Start PASSAGE SHOWN

Are American Muslims “irrational” to be nervous about our president-elect?

Are American Muslims “irrational” to be nervous about our president-elect? November 12, 2016

 

Swamp yank does a mosque in RI
A mosque in Rhode Island
(Wikimedia Commons photo by “Swampyank”)

 

I’ve had a number of Trump supporters write to and about me, declaring that Muslims in America are “irrational” to be nervous about the results of the American presidential election and even that they’re just playing the “victim card,” maybe even faking their worries.

 

Some have even blamed me for stirring up anxieties among Muslims, and have accused me of spreading “leftist propaganda.”  (I’m reminded just a bit, candidly, of people back in the 1950s who claimed that black Americans were actually quite happy under segregation, and that any discontent that might exist was only due to Communist agitators.)

 

I can promise such people that American worries are genuine.  I’ve heard and seen many expressions of them, and they began long before 8 November.  But are they really “irrational”?

 

I don’t think so.

 

It shouldn’t be forgotten, by the way, that many American Muslims come, as first-generation immigrants, from countries with histories of autocratic rulers, poor human rights records, and long traditions of arbitrary arrest and punishment and of restrictions on freedom of religion and expression.  In their formative years, government has often been the enemy.  It would be surprising if they weren’t suspicious.  I have a good Muslim friend, originally from India, who has lived in southern California for decades and who has had considerable business success there.  Even so, he was surprised and moved by the fact that, after 9/11, the United States government didn’t begin rounding Muslims up and putting them in internment camps.  I myself was surprised at his unfeigned relief.

End PASSAGE SHOWN
Start SUPPLIED MATERIAL

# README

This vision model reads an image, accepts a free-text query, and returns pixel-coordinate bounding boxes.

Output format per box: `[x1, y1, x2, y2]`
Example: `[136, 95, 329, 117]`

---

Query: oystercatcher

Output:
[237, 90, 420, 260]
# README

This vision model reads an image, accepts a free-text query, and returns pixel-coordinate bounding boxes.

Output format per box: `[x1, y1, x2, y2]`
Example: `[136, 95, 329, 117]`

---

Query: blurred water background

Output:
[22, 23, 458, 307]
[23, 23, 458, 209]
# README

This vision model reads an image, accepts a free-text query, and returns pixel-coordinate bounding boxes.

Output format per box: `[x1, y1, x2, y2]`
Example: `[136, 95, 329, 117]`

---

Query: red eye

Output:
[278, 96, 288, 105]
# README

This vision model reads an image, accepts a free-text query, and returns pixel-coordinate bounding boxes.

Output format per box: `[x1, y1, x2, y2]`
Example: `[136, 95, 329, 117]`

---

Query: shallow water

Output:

End SUPPLIED MATERIAL

TASK 1 >>
From the post about American Muslims and the president-elect, copy the passage between "I’ve had a number" and "don’t think so.", inclusive.
TASK 2 >>
In the post about American Muslims and the president-elect, which country is the author's Muslim friend originally from?

CORRECT RESPONSE 1 >>
I’ve had a number of Trump supporters write to and about me, declaring that Muslims in America are “irrational” to be nervous about the results of the American presidential election and even that they’re just playing the “victim card,” maybe even faking their worries.

 

Some have even blamed me for stirring up anxieties among Muslims, and have accused me of spreading “leftist propaganda.”  (I’m reminded just a bit, candidly, of people back in the 1950s who claimed that black Americans were actually quite happy under segregation, and that any discontent that might exist was only due to Communist agitators.)

 

I can promise such people that American worries are genuine.  I’ve heard and seen many expressions of them, and they began long before 8 November.  But are they really “irrational”?

 

I don’t think so.

CORRECT RESPONSE 2 >>
India.